Supplied text:
I had idly considered the possibility of making babies with a transguy, myself. Of course, I’d have to find the right transguy, but it would make for interesting conversation. And I have to wonder how my parents would take that one. =)
I’m not sure I buy the antibiotics as extreme, but I do buy long term smoking as extreme. Whether the disease is worth the treatment is another question. How severe is the problem? With gender dysphoria, only one person can answer that question, and it’s a different person with each case.
I had a chance to do my karyotype, for fun/educational reasons. It was XX. It’s not something that ever comes up in conversation.
I stand corrected. =) But I think my fundamental claim that we don’t generally identify gender with lab tests holds. =)
If you’re thinking about this kinda stuff you have too much time on your hands. ;p
Kidding aside, I found some of the required Gender stuff for my psych degree interesting. The field is still pretty dynamic as everything is relatively new. There’s so much to puzzle through and it’s all rather threatening since it asks us to break down who we are as individuals, redefining what genetalia supposedly means. The best quote that comes to mind was, “Traditions are group efforts to keep the unexpected from happening.” And that’s what we’re up against… traditions.
my take
There are all sorts of angles you can take to get perspective on this. Biology, sociology, even politics. Biologically, gender is pretty fluid on evolutionary time scales. If there is “noise” in our genetic programming that makes certain parts of our brains male/female-typical while making the rest of our bodies the other way, it is only because there is some genetic advantage in this fluidity. Even in “lower” animals there can be multiple “genders” even among individuals with typical XX/XY genotypes. So why not in humans? How many times have we heard “alpha male” referring to a human male? Maybe we have multiple gender roles to begin with, and this is just complicated in the extreme case that someone feels that their body is wrong for their identity.

Data provided:
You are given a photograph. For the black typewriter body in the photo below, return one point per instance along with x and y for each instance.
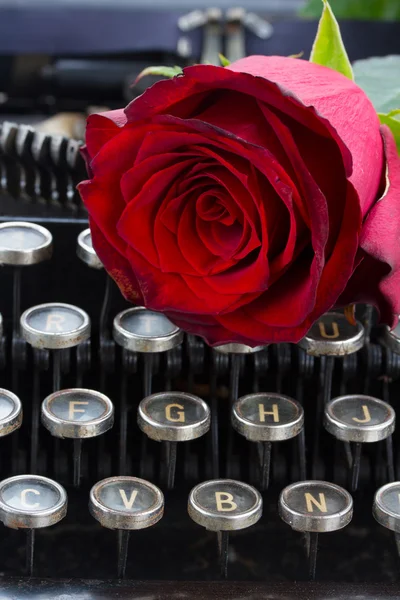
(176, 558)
---
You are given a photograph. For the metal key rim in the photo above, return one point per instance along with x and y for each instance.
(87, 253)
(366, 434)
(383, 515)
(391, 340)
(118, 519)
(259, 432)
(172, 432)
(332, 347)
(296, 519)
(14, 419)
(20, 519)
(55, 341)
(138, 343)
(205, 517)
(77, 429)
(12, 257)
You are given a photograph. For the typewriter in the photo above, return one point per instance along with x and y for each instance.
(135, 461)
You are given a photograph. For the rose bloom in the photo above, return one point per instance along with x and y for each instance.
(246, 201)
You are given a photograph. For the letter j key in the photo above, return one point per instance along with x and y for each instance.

Task goal: Carry on the discussion of gender and gender identity from the text, starting after its last sentence.

Output of the exercise:
Of course, accepted roles in a given society might differ from our genetic programming. As you have pointed out, our society is changing to allow some room for non-male/female-typical behavior. In some sense gays and lesbians have opened the door for this – we just need to make sure not to slam it shut behind us.
I say, keep thinking about it, challenge yourself, try to think about how you would define your own gender role if you could start from scratch. Maybe you’d live in a world where wearing a dress was ok for men, or maybe not. Just don’t forget that trans people probably need your advocacy more than your introspection (although there’s always that man-in-the-mirror argument)
Re: my take
…or I guess I should say person in the mirror 🙂
For more on the biology, check out “Evolution’s Rainbow” by Dr. Joan Roughgarden, who is an absolutely delightful person, aside from being brilliant.
I don’t have any answers to your questions, but thanks for the thoughtful post. The intersex question is a good one…hopefully there will come a day when we don’t feel it’s necessary to put anyone through extreme measures just because we’re uncomfortable with ambiguity.